Problem requirements: How many lines of these entries include the string "small"? State the number alone.

Provided data:
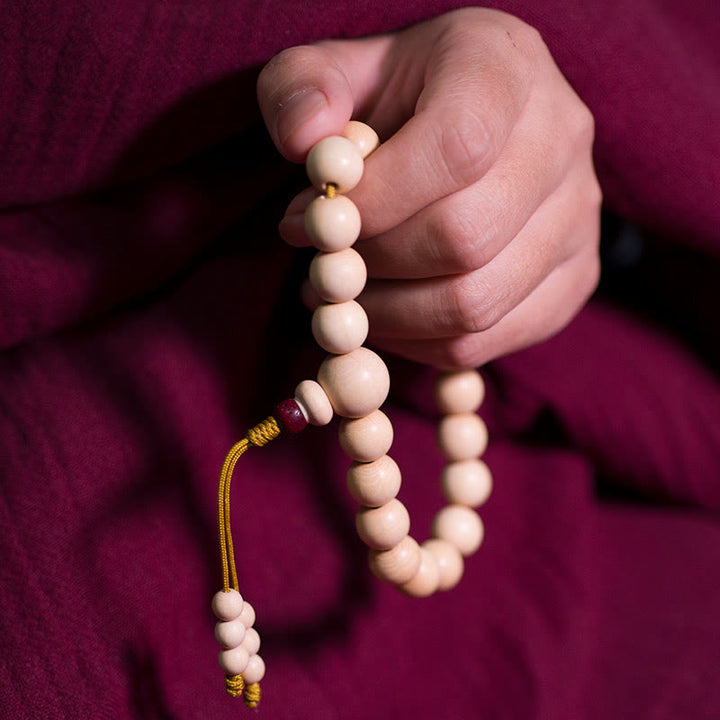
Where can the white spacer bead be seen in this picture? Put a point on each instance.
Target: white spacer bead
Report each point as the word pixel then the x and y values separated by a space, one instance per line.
pixel 332 223
pixel 334 160
pixel 467 482
pixel 460 526
pixel 313 403
pixel 374 483
pixel 366 438
pixel 338 276
pixel 340 327
pixel 227 605
pixel 461 436
pixel 449 561
pixel 459 391
pixel 363 136
pixel 383 527
pixel 356 383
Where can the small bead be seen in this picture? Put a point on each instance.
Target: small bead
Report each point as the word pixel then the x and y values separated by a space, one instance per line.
pixel 460 526
pixel 449 561
pixel 462 436
pixel 230 634
pixel 383 527
pixel 341 327
pixel 374 483
pixel 363 136
pixel 313 403
pixel 255 670
pixel 467 482
pixel 427 579
pixel 356 383
pixel 460 391
pixel 397 565
pixel 335 160
pixel 234 661
pixel 366 438
pixel 338 276
pixel 227 605
pixel 290 417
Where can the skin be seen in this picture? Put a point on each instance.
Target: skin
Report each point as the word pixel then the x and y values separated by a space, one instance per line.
pixel 481 208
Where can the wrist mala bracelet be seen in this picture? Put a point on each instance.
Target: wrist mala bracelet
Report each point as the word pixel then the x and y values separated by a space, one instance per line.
pixel 353 382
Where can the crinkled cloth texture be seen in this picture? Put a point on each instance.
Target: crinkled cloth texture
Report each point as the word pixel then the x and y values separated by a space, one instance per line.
pixel 148 314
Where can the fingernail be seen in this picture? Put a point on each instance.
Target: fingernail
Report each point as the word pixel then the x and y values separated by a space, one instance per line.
pixel 298 109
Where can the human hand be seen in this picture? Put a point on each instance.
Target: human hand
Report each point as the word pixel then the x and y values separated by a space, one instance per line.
pixel 481 208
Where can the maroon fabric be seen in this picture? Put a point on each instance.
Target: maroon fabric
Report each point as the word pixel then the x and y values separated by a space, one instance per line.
pixel 148 313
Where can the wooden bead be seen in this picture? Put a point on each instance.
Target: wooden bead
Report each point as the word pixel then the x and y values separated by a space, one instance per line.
pixel 397 565
pixel 313 403
pixel 461 436
pixel 366 438
pixel 332 223
pixel 363 136
pixel 383 527
pixel 335 160
pixel 227 605
pixel 427 578
pixel 449 561
pixel 459 392
pixel 338 276
pixel 460 526
pixel 341 327
pixel 374 483
pixel 467 482
pixel 356 383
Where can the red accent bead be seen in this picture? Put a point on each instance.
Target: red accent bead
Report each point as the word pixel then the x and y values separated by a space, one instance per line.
pixel 290 416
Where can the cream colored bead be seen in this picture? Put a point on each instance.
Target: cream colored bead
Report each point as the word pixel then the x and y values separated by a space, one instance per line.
pixel 366 438
pixel 313 403
pixel 363 136
pixel 460 526
pixel 460 391
pixel 332 223
pixel 338 276
pixel 397 565
pixel 467 482
pixel 374 483
pixel 335 160
pixel 461 436
pixel 383 527
pixel 427 578
pixel 356 383
pixel 340 327
pixel 449 561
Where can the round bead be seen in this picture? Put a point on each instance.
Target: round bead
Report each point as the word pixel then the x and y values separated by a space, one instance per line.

The completed task: 2